Given task —
Please format all of the data below as a Markdown table with a Number column for the row number and a Line column for each line, skipping blank lines. Leave the pictures out of the table.

Extracted information —

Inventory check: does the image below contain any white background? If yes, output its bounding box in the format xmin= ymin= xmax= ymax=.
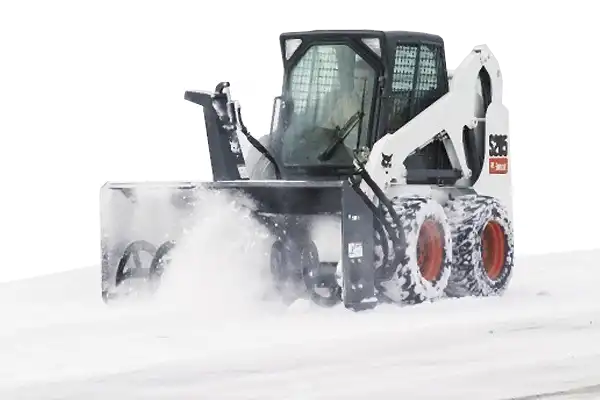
xmin=0 ymin=81 xmax=600 ymax=281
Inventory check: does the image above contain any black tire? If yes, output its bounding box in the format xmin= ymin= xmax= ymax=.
xmin=375 ymin=197 xmax=452 ymax=304
xmin=446 ymin=195 xmax=514 ymax=297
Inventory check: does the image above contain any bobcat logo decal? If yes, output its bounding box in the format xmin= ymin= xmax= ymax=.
xmin=381 ymin=153 xmax=394 ymax=169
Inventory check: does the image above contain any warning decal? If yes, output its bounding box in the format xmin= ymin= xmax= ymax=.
xmin=489 ymin=135 xmax=508 ymax=175
xmin=490 ymin=157 xmax=508 ymax=174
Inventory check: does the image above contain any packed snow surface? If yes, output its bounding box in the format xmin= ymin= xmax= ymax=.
xmin=0 ymin=198 xmax=600 ymax=400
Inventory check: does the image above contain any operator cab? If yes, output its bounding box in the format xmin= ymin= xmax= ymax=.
xmin=270 ymin=30 xmax=448 ymax=179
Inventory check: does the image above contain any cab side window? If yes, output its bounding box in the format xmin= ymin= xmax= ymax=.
xmin=387 ymin=43 xmax=448 ymax=133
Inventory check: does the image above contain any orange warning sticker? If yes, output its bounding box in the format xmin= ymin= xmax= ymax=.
xmin=490 ymin=157 xmax=508 ymax=174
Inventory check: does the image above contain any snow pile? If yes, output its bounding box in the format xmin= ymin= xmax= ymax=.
xmin=157 ymin=186 xmax=271 ymax=317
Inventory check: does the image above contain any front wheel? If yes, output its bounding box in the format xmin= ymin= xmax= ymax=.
xmin=381 ymin=197 xmax=452 ymax=304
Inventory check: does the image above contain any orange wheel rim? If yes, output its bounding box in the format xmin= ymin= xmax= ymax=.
xmin=417 ymin=220 xmax=444 ymax=281
xmin=482 ymin=221 xmax=506 ymax=279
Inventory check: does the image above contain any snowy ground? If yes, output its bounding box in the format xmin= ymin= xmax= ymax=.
xmin=0 ymin=248 xmax=600 ymax=400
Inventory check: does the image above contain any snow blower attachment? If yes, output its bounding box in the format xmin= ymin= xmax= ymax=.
xmin=101 ymin=30 xmax=514 ymax=310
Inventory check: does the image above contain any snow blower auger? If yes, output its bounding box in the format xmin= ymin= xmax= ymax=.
xmin=102 ymin=30 xmax=514 ymax=310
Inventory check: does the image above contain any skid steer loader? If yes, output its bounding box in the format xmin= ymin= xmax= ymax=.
xmin=101 ymin=30 xmax=514 ymax=310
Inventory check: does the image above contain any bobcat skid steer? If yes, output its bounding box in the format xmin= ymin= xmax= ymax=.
xmin=101 ymin=30 xmax=514 ymax=310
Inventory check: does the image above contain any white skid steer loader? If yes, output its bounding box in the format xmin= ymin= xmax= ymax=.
xmin=101 ymin=30 xmax=514 ymax=310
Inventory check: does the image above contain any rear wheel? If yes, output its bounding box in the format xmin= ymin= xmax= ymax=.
xmin=446 ymin=195 xmax=514 ymax=297
xmin=376 ymin=197 xmax=452 ymax=304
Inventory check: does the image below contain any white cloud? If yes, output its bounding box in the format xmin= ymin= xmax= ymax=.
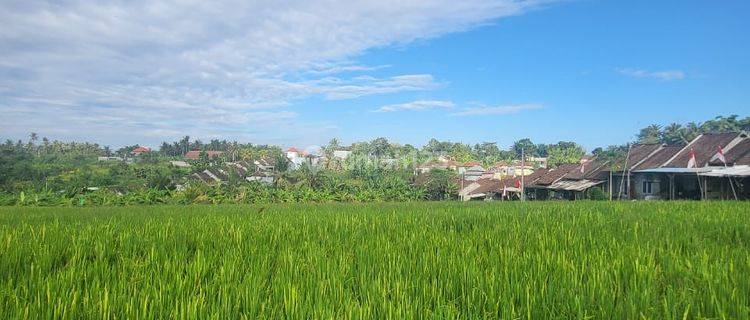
xmin=451 ymin=104 xmax=544 ymax=116
xmin=0 ymin=0 xmax=546 ymax=145
xmin=617 ymin=69 xmax=685 ymax=81
xmin=374 ymin=100 xmax=455 ymax=112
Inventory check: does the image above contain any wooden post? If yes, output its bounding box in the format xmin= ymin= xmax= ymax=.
xmin=521 ymin=148 xmax=526 ymax=201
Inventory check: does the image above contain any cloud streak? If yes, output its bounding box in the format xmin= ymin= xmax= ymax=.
xmin=450 ymin=104 xmax=544 ymax=117
xmin=617 ymin=69 xmax=685 ymax=81
xmin=0 ymin=0 xmax=552 ymax=144
xmin=373 ymin=100 xmax=455 ymax=112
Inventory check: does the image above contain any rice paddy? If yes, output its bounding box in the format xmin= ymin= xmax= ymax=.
xmin=0 ymin=202 xmax=750 ymax=319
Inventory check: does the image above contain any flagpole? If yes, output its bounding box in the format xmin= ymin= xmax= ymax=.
xmin=724 ymin=160 xmax=738 ymax=201
xmin=688 ymin=148 xmax=705 ymax=200
xmin=521 ymin=148 xmax=526 ymax=202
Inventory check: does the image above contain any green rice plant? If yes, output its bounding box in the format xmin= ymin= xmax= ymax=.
xmin=0 ymin=201 xmax=750 ymax=319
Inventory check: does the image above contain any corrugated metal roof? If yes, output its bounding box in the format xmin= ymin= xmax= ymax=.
xmin=547 ymin=180 xmax=604 ymax=191
xmin=664 ymin=132 xmax=741 ymax=168
xmin=699 ymin=166 xmax=750 ymax=177
xmin=633 ymin=167 xmax=711 ymax=174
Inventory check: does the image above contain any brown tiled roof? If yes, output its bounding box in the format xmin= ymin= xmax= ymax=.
xmin=469 ymin=179 xmax=503 ymax=194
xmin=534 ymin=163 xmax=581 ymax=186
xmin=711 ymin=138 xmax=750 ymax=166
xmin=193 ymin=172 xmax=215 ymax=183
xmin=524 ymin=168 xmax=549 ymax=186
xmin=665 ymin=133 xmax=740 ymax=168
xmin=625 ymin=144 xmax=669 ymax=168
xmin=565 ymin=158 xmax=609 ymax=180
xmin=185 ymin=150 xmax=224 ymax=160
xmin=629 ymin=145 xmax=685 ymax=170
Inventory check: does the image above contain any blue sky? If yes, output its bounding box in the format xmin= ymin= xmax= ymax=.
xmin=0 ymin=0 xmax=750 ymax=149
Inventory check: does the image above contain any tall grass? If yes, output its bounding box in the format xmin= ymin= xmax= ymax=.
xmin=0 ymin=202 xmax=750 ymax=319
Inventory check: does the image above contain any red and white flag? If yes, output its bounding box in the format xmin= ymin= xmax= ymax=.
xmin=688 ymin=149 xmax=697 ymax=168
xmin=716 ymin=147 xmax=727 ymax=164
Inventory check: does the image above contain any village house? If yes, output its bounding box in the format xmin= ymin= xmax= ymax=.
xmin=417 ymin=157 xmax=460 ymax=173
xmin=253 ymin=157 xmax=276 ymax=171
xmin=130 ymin=146 xmax=151 ymax=157
xmin=169 ymin=160 xmax=190 ymax=168
xmin=612 ymin=132 xmax=750 ymax=200
xmin=245 ymin=171 xmax=276 ymax=186
xmin=185 ymin=150 xmax=224 ymax=160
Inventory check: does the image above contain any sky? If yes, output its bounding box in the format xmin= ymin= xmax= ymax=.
xmin=0 ymin=0 xmax=750 ymax=150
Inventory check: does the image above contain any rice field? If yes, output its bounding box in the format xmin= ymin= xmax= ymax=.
xmin=0 ymin=202 xmax=750 ymax=319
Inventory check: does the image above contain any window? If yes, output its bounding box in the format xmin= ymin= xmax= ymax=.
xmin=643 ymin=181 xmax=653 ymax=194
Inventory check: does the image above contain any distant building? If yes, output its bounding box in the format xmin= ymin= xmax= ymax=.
xmin=185 ymin=150 xmax=224 ymax=160
xmin=245 ymin=171 xmax=276 ymax=185
xmin=333 ymin=150 xmax=352 ymax=160
xmin=98 ymin=157 xmax=124 ymax=161
xmin=169 ymin=161 xmax=190 ymax=168
xmin=130 ymin=146 xmax=151 ymax=157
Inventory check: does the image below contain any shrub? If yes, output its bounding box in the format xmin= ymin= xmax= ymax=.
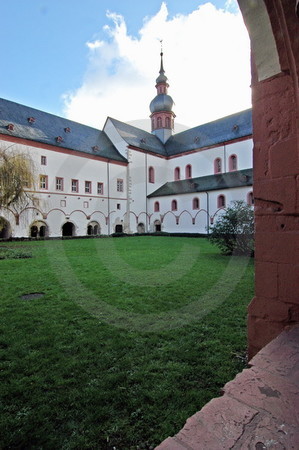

Task answer —
| Number | Line |
|---|---|
| 1 | Inventory check: does the image below contain any white background? If yes, output its bounding box in the format xmin= ymin= xmax= ymax=. |
| 2 | xmin=0 ymin=81 xmax=600 ymax=281 |
| 3 | Inventory check: does the image above contain any black tire? If yes, output its bounding box in the format xmin= ymin= xmax= ymax=. |
| 4 | xmin=375 ymin=197 xmax=452 ymax=304 |
| 5 | xmin=446 ymin=195 xmax=514 ymax=297 |
| 6 | Inventory check: does the image above contain any bobcat logo decal? If yes, output its bounding box in the format xmin= ymin= xmax= ymax=. |
| 7 | xmin=381 ymin=153 xmax=394 ymax=169 |
| 8 | Inventory check: does the image above contain any warning decal? If yes, output its bounding box in the format xmin= ymin= xmax= ymax=. |
| 9 | xmin=489 ymin=135 xmax=508 ymax=175 |
| 10 | xmin=490 ymin=157 xmax=508 ymax=174 |
| 11 | Inventory check: does the image above contain any packed snow surface? If yes, output its bounding box in the format xmin= ymin= xmax= ymax=. |
| 12 | xmin=0 ymin=198 xmax=600 ymax=400 |
| 13 | Inventory check: does the image above contain any operator cab? If yes, output its bounding box in the format xmin= ymin= xmax= ymax=. |
| 14 | xmin=270 ymin=30 xmax=448 ymax=179 |
| 15 | Inventory check: does the image above contain any cab side window? If yes, output its bounding box in the format xmin= ymin= xmax= ymax=. |
| 16 | xmin=387 ymin=43 xmax=448 ymax=133 |
| 17 | Inventory check: does the image above contain any orange warning sticker? If yes, output its bounding box in the format xmin= ymin= xmax= ymax=. |
| 18 | xmin=490 ymin=157 xmax=508 ymax=174 |
| 19 | Inventory check: does the image above contain any snow pile? If yes, output its bounding box in the format xmin= ymin= xmax= ymax=. |
| 20 | xmin=157 ymin=186 xmax=271 ymax=317 |
| 21 | Inventory check: does the image above contain any front wheel? If yes, output its bounding box in the format xmin= ymin= xmax= ymax=. |
| 22 | xmin=381 ymin=197 xmax=452 ymax=304 |
| 23 | Inventory check: does the image above contain any orange wheel rim? If yes, output its bounding box in the format xmin= ymin= xmax= ymax=. |
| 24 | xmin=417 ymin=220 xmax=444 ymax=281 |
| 25 | xmin=482 ymin=221 xmax=506 ymax=279 |
| 26 | Inventory check: does the image above contain any snowy ground? If yes, output its bounding box in the format xmin= ymin= xmax= ymax=. |
| 27 | xmin=0 ymin=248 xmax=600 ymax=400 |
| 28 | Inventory check: does the image above contain any snow blower attachment? If yes, output its bounding box in the format xmin= ymin= xmax= ymax=. |
| 29 | xmin=101 ymin=30 xmax=514 ymax=310 |
| 30 | Inventory check: does the image above contain any snow blower auger? If yes, output its bounding box in the format xmin= ymin= xmax= ymax=. |
| 31 | xmin=102 ymin=30 xmax=514 ymax=310 |
| 32 | Inventory check: does the image above contain any skid steer loader? If yes, output its bounding box in the format xmin= ymin= xmax= ymax=. |
| 33 | xmin=101 ymin=30 xmax=514 ymax=310 |
| 34 | Inventory check: does the image above contain any bobcat skid steer? If yes, output its bounding box in the format xmin= ymin= xmax= ymax=. |
| 35 | xmin=101 ymin=30 xmax=514 ymax=310 |
| 36 | Inventory check: does the image above contain any white skid steer loader? If yes, output its bounding box in the format xmin= ymin= xmax= ymax=. |
| 37 | xmin=101 ymin=30 xmax=514 ymax=310 |
| 38 | Inventory check: does the image above contain any rear wheel? If yes, output its bounding box in the format xmin= ymin= xmax= ymax=. |
| 39 | xmin=446 ymin=195 xmax=514 ymax=297 |
| 40 | xmin=376 ymin=197 xmax=452 ymax=304 |
| 41 | Inventory check: does the image below contain any white cloud? If yes, output its bounding box in the format xmin= ymin= xmax= ymax=. |
| 42 | xmin=451 ymin=104 xmax=544 ymax=116 |
| 43 | xmin=0 ymin=0 xmax=546 ymax=145 |
| 44 | xmin=617 ymin=69 xmax=685 ymax=81 |
| 45 | xmin=374 ymin=100 xmax=455 ymax=112 |
| 46 | Inventory check: does the image above contain any wooden post? If yes, output its bounding box in the format xmin= ymin= xmax= ymax=. |
| 47 | xmin=521 ymin=148 xmax=526 ymax=201 |
| 48 | Inventory check: does the image above contain any cloud streak? If yes, output its bounding box in the format xmin= ymin= xmax= ymax=. |
| 49 | xmin=450 ymin=104 xmax=544 ymax=117 |
| 50 | xmin=617 ymin=69 xmax=685 ymax=81 |
| 51 | xmin=0 ymin=0 xmax=552 ymax=144 |
| 52 | xmin=373 ymin=100 xmax=455 ymax=112 |
| 53 | Inventory check: does the image above contain any rice paddy? If yes, output its bounding box in the format xmin= ymin= xmax= ymax=. |
| 54 | xmin=0 ymin=202 xmax=750 ymax=319 |
| 55 | Inventory check: does the image above contain any flagpole? If yes, output its bounding box in the format xmin= ymin= xmax= ymax=. |
| 56 | xmin=724 ymin=160 xmax=738 ymax=201 |
| 57 | xmin=688 ymin=148 xmax=705 ymax=200 |
| 58 | xmin=521 ymin=148 xmax=526 ymax=202 |
| 59 | Inventory check: does the image above contain any green rice plant? If yes, output its bounding box in the format xmin= ymin= xmax= ymax=. |
| 60 | xmin=0 ymin=201 xmax=750 ymax=319 |
| 61 | Inventory check: does the image above contain any corrugated metal roof? If yes, output its bounding box in the format xmin= ymin= xmax= ymax=. |
| 62 | xmin=547 ymin=180 xmax=604 ymax=191 |
| 63 | xmin=664 ymin=132 xmax=741 ymax=168 |
| 64 | xmin=699 ymin=166 xmax=750 ymax=177 |
| 65 | xmin=633 ymin=167 xmax=711 ymax=174 |
| 66 | Inventory check: does the image above contain any brown tiled roof? If yes, output its bounding box in the format xmin= ymin= xmax= ymax=. |
| 67 | xmin=469 ymin=179 xmax=503 ymax=194 |
| 68 | xmin=534 ymin=163 xmax=581 ymax=186 |
| 69 | xmin=711 ymin=138 xmax=750 ymax=166 |
| 70 | xmin=193 ymin=172 xmax=215 ymax=183 |
| 71 | xmin=524 ymin=168 xmax=549 ymax=186 |
| 72 | xmin=665 ymin=133 xmax=740 ymax=168 |
| 73 | xmin=625 ymin=144 xmax=669 ymax=168 |
| 74 | xmin=565 ymin=158 xmax=609 ymax=180 |
| 75 | xmin=185 ymin=150 xmax=224 ymax=160 |
| 76 | xmin=629 ymin=145 xmax=685 ymax=170 |
| 77 | Inventory check: does the image above contain any blue sky? If yes, output its bounding box in the format xmin= ymin= xmax= ymax=. |
| 78 | xmin=0 ymin=0 xmax=750 ymax=149 |
| 79 | Inventory check: does the image above contain any tall grass? If yes, output its bounding box in the format xmin= ymin= xmax= ymax=. |
| 80 | xmin=0 ymin=202 xmax=750 ymax=319 |
| 81 | Inventory check: does the image above contain any red and white flag? If yes, output its bounding box in the format xmin= ymin= xmax= ymax=. |
| 82 | xmin=688 ymin=149 xmax=697 ymax=168 |
| 83 | xmin=716 ymin=147 xmax=727 ymax=164 |
| 84 | Inventory check: does the image above contain any village house? If yes, output its bounding box in the format xmin= ymin= xmax= ymax=. |
| 85 | xmin=417 ymin=157 xmax=460 ymax=173 |
| 86 | xmin=253 ymin=157 xmax=276 ymax=171 |
| 87 | xmin=130 ymin=146 xmax=151 ymax=157 |
| 88 | xmin=169 ymin=160 xmax=190 ymax=168 |
| 89 | xmin=612 ymin=132 xmax=750 ymax=200 |
| 90 | xmin=245 ymin=171 xmax=276 ymax=186 |
| 91 | xmin=185 ymin=150 xmax=224 ymax=160 |
| 92 | Inventory check: does the image above contain any sky? If yes, output its bounding box in the format xmin= ymin= xmax= ymax=. |
| 93 | xmin=0 ymin=0 xmax=750 ymax=150 |
| 94 | Inventory check: does the image above contain any rice field? If yes, output its bounding box in the format xmin= ymin= xmax= ymax=. |
| 95 | xmin=0 ymin=202 xmax=750 ymax=319 |
| 96 | Inventory check: does the image above contain any window? If yes, output its bounding box in the format xmin= ymin= xmax= ymax=. |
| 97 | xmin=643 ymin=181 xmax=653 ymax=194 |
| 98 | Inventory check: does the image above contain any distant building? If yes, output its bounding box in the format xmin= ymin= xmax= ymax=. |
| 99 | xmin=185 ymin=150 xmax=224 ymax=160 |
| 100 | xmin=245 ymin=171 xmax=276 ymax=185 |
| 101 | xmin=333 ymin=150 xmax=352 ymax=160 |
| 102 | xmin=98 ymin=157 xmax=124 ymax=161 |
| 103 | xmin=169 ymin=161 xmax=190 ymax=168 |
| 104 | xmin=130 ymin=146 xmax=151 ymax=157 |
| 105 | Inventory check: does the image below contain any shrub? If yes, output its bounding box in the format xmin= ymin= xmax= ymax=. |